▶ [Work request]: Every entry below should be printed again exactly as it reads.

(Extracted records)

• • • • •

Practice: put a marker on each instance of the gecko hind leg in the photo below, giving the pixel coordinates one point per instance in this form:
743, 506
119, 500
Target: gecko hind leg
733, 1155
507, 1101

• • • • •

▶ [Output below]:
Practice: put a marker on each instance of the gecko hind leg in the photo below, giving the pixel coordinates one point per instance in this form:
743, 506
119, 500
Target: gecko hind leg
733, 1155
507, 1101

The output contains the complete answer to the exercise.